* begin Extracted material *
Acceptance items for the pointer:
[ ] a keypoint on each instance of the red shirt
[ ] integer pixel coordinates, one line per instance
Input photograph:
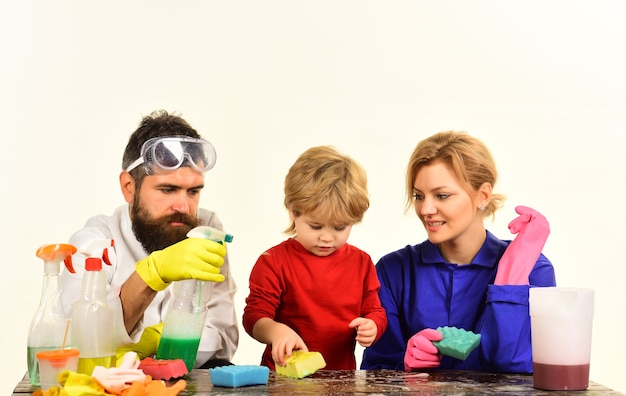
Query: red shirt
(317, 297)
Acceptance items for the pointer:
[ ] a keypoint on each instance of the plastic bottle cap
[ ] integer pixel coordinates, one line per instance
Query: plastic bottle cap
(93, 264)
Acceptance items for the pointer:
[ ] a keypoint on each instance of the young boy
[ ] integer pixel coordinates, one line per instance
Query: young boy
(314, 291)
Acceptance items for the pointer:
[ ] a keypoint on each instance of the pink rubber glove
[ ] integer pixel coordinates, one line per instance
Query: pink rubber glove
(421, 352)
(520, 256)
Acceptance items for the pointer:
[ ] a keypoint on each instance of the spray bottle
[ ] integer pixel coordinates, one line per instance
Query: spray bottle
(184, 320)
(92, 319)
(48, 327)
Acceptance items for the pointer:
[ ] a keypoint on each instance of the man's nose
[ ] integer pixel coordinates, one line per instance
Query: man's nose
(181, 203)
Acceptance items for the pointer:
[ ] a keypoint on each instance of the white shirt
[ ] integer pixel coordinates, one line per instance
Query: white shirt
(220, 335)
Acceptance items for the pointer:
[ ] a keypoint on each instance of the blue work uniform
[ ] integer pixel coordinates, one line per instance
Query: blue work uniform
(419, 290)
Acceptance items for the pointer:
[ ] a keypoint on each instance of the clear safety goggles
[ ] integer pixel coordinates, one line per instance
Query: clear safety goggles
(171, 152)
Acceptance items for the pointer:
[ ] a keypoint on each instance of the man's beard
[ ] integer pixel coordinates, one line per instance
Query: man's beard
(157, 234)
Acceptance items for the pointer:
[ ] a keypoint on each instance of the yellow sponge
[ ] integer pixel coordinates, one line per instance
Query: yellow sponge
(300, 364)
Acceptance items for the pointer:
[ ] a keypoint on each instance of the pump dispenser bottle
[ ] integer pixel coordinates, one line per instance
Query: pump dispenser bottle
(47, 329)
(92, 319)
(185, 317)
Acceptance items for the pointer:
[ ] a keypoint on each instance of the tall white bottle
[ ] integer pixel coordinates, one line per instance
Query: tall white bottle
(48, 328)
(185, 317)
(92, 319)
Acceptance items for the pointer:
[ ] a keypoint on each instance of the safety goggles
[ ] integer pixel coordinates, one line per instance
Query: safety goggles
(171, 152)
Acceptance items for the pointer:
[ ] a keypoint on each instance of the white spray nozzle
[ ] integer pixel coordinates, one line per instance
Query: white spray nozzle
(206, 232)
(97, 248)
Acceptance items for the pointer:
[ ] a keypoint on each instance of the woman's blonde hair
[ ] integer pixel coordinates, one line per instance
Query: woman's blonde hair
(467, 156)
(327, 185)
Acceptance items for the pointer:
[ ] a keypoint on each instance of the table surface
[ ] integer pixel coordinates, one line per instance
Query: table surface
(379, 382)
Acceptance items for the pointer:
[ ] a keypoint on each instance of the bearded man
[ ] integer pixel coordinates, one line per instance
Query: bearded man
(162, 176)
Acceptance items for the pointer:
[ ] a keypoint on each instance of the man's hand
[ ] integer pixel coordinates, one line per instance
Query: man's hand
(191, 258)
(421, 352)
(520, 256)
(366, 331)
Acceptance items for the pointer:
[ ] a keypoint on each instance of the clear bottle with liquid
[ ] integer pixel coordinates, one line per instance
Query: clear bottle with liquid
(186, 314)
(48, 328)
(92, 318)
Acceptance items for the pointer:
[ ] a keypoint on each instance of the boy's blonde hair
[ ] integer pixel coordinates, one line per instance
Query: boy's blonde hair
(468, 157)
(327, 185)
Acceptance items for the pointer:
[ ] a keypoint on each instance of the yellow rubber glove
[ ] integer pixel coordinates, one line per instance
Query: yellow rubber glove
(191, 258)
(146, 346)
* end Extracted material *
* begin Extracted material *
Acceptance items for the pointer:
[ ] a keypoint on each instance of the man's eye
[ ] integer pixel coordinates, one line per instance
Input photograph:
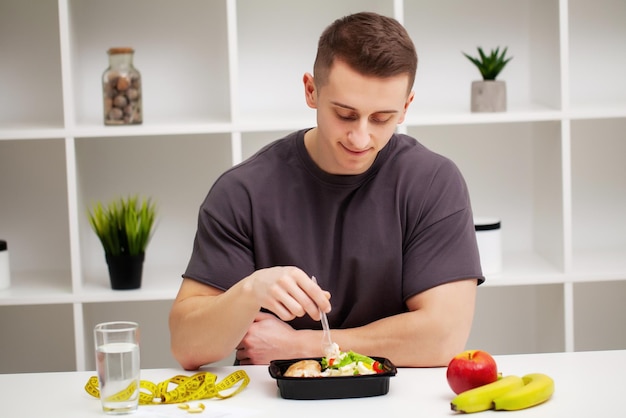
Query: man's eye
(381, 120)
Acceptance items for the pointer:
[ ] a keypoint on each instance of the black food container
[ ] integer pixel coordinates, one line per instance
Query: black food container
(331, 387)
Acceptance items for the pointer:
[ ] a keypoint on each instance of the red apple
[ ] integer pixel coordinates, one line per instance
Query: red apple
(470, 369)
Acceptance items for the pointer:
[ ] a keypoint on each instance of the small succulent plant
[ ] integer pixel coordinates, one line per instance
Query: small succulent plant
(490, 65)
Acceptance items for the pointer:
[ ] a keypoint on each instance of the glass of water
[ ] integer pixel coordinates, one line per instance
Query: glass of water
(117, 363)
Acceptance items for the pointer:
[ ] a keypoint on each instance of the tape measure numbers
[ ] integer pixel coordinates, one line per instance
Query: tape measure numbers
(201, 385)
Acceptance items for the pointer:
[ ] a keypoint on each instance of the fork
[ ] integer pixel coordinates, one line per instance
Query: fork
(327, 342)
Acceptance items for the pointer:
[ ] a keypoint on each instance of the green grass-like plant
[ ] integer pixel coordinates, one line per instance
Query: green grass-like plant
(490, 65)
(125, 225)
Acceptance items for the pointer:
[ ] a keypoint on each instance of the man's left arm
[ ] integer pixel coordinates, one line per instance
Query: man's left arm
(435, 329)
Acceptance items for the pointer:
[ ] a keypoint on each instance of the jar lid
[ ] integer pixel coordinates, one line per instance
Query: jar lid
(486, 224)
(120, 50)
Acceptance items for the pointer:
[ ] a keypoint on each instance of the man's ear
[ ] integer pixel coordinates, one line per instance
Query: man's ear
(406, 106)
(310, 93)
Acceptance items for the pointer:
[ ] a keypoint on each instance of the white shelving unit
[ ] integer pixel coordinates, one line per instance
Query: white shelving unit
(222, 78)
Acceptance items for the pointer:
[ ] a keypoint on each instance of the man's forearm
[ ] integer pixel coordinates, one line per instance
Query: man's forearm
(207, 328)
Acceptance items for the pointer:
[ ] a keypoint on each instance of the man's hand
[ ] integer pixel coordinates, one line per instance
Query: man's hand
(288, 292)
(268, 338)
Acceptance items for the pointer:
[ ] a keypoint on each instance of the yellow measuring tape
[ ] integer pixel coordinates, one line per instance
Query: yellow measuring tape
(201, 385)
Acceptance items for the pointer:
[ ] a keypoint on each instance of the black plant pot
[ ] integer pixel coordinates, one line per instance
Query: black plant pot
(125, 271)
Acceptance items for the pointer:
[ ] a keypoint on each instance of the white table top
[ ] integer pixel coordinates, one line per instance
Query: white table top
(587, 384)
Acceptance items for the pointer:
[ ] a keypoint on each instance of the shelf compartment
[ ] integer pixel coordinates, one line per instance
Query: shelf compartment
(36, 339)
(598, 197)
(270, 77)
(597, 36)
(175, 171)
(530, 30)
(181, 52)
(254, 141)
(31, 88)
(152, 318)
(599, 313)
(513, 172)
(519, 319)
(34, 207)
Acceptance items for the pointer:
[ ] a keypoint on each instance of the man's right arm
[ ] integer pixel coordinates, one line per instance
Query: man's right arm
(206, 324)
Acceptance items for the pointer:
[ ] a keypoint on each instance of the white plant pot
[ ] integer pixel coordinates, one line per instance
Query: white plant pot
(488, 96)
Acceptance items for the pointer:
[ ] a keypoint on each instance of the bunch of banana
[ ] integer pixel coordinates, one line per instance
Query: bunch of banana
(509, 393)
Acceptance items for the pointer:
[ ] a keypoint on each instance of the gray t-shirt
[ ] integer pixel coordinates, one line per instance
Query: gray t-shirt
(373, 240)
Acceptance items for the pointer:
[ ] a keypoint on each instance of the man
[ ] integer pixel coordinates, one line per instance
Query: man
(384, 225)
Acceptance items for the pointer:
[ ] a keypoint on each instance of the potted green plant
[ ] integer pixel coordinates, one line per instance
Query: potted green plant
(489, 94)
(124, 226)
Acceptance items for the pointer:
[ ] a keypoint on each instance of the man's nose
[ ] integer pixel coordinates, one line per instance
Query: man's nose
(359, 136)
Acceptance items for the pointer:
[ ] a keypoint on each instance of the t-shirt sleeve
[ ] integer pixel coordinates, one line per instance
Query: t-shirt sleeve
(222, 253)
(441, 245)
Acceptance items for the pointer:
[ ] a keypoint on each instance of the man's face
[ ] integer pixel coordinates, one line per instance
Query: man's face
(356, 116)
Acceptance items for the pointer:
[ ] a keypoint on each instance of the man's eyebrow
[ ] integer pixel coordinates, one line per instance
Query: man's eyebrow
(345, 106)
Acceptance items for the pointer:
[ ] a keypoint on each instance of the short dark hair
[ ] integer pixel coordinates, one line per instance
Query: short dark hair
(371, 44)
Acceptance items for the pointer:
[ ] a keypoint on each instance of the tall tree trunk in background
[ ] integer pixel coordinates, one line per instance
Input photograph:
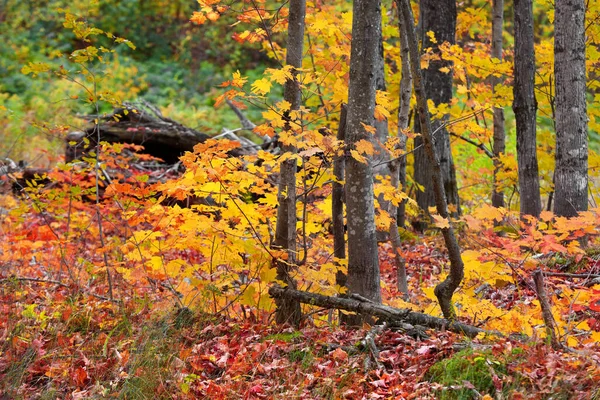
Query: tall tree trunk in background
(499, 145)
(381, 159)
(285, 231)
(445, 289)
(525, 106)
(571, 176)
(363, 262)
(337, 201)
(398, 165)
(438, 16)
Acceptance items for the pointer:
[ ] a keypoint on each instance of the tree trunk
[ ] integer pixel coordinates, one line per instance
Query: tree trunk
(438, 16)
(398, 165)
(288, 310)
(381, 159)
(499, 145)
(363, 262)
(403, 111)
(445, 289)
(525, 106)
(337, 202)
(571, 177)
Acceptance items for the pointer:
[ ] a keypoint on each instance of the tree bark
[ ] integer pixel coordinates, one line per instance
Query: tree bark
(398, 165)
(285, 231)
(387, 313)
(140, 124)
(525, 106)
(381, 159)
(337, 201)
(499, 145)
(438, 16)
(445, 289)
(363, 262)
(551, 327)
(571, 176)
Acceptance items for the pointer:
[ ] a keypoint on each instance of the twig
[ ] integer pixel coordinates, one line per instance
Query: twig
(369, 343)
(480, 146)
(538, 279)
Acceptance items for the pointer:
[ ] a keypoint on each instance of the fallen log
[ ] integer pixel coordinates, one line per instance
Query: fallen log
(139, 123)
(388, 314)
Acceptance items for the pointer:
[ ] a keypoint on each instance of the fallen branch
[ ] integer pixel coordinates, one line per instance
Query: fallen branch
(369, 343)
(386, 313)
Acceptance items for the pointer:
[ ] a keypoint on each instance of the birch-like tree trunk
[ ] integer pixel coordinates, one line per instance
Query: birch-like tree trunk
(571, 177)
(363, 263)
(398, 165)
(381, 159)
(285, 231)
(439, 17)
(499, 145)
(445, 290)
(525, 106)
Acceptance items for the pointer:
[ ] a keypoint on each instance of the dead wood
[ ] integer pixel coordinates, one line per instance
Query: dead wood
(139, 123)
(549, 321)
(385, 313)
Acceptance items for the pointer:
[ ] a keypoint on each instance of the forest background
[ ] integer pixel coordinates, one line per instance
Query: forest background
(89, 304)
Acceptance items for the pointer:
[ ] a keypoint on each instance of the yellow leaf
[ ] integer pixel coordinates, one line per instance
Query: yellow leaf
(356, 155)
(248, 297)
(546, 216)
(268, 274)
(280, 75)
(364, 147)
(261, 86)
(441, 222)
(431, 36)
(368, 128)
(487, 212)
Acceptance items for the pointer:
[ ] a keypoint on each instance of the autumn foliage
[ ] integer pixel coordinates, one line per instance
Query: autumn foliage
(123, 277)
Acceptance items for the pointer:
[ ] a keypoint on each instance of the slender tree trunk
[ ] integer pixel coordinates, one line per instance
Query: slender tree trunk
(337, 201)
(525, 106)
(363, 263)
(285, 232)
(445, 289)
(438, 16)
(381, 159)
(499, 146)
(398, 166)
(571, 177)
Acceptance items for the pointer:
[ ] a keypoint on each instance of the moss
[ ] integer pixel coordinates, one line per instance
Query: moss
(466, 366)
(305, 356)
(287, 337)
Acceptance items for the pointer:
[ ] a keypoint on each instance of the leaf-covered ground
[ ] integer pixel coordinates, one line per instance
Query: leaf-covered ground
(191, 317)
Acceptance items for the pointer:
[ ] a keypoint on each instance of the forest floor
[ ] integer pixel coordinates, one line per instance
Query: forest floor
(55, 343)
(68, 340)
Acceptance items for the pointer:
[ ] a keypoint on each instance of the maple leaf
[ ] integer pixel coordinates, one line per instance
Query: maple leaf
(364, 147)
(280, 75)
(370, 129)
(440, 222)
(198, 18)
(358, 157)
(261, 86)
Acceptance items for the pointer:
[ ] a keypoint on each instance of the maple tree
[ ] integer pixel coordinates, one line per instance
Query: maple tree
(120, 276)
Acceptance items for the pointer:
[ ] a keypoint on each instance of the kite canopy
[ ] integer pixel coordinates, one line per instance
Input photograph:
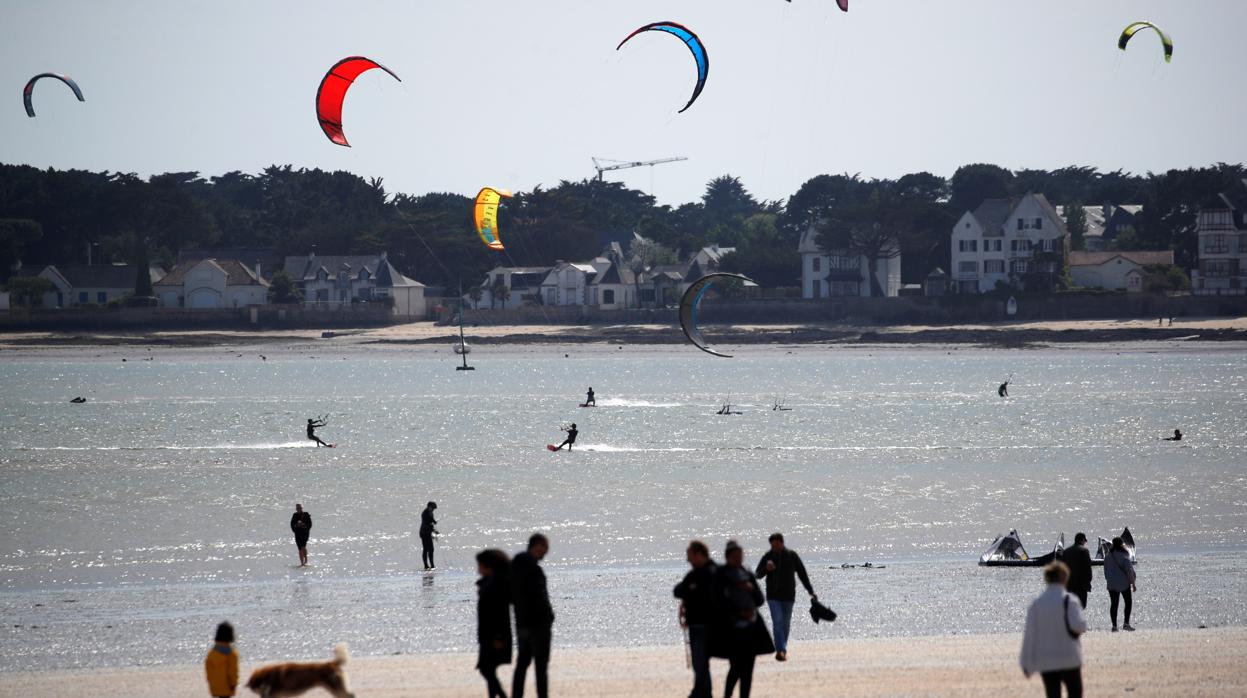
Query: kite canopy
* end Extracted material *
* begin Extracted material *
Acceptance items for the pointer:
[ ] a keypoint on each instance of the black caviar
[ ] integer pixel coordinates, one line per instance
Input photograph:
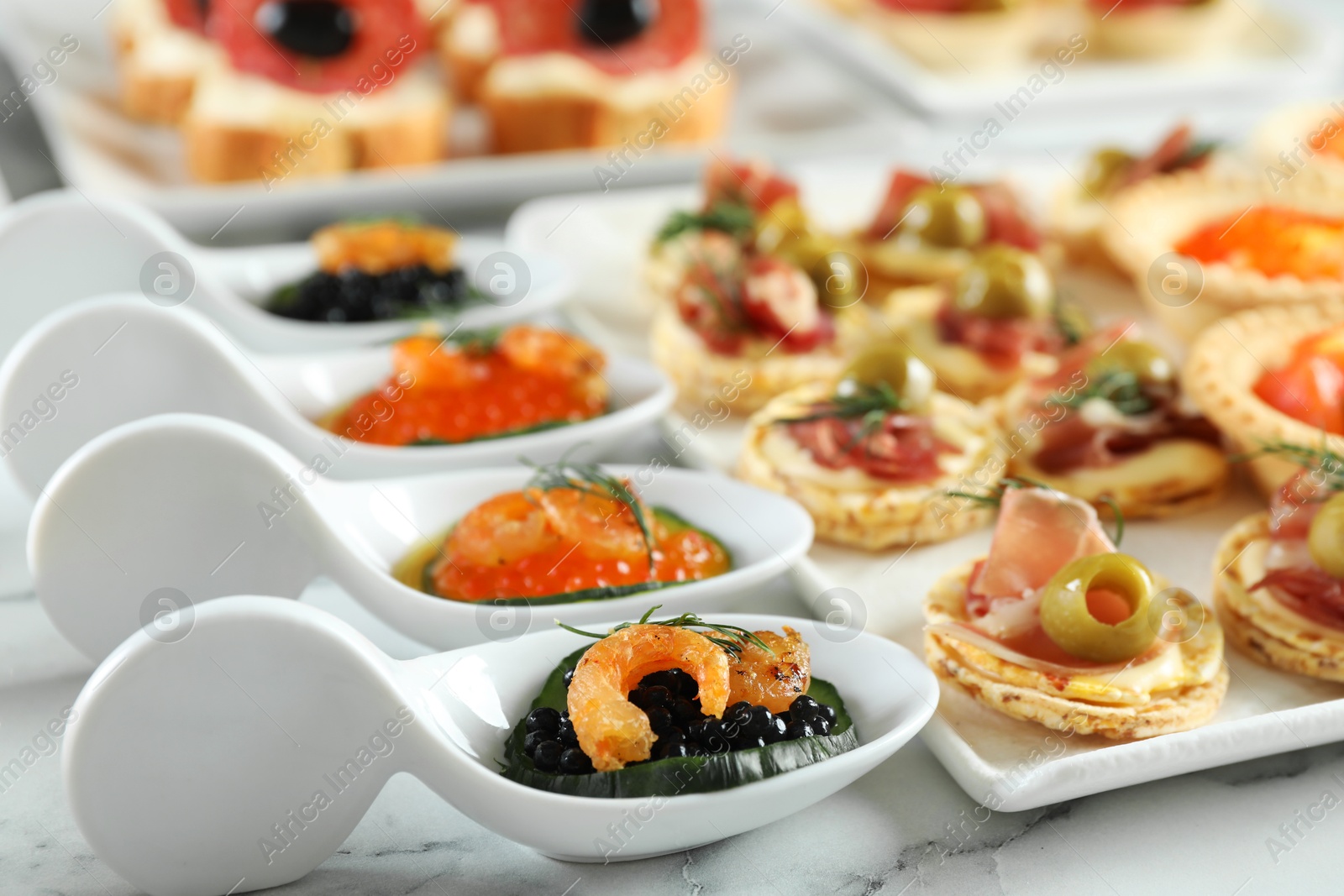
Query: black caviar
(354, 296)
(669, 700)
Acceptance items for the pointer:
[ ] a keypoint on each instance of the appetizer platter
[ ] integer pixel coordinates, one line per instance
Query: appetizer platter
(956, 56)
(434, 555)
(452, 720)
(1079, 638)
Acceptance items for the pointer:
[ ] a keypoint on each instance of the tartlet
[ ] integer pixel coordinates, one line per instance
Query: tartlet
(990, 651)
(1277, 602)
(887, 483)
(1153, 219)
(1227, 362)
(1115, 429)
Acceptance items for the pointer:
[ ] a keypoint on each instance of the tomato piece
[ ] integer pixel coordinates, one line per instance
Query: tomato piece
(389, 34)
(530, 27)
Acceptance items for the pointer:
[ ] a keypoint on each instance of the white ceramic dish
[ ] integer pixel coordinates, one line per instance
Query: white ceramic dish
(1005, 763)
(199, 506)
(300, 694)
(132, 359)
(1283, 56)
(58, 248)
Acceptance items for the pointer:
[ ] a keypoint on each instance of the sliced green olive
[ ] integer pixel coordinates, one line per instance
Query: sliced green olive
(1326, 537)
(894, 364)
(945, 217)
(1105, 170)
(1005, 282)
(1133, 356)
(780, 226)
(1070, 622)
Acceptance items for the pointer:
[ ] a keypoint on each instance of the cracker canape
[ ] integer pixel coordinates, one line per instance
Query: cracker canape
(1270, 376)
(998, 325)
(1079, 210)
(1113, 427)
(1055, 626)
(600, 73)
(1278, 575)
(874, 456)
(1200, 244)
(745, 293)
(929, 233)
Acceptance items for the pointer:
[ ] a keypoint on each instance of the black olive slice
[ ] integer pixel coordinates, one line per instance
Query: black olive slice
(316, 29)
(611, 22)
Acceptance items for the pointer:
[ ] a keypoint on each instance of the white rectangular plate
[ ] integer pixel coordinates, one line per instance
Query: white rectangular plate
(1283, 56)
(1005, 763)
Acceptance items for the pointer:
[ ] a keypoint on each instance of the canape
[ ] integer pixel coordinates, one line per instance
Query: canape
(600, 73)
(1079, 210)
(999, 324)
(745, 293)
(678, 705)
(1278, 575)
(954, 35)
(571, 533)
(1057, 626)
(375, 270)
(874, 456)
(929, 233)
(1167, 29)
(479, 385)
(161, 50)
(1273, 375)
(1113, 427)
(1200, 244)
* end Extracted material *
:: Aim of the exercise ::
How many lines of the records above contain the word "glove"? Reply with the number alone.

:: Correct answer ::
4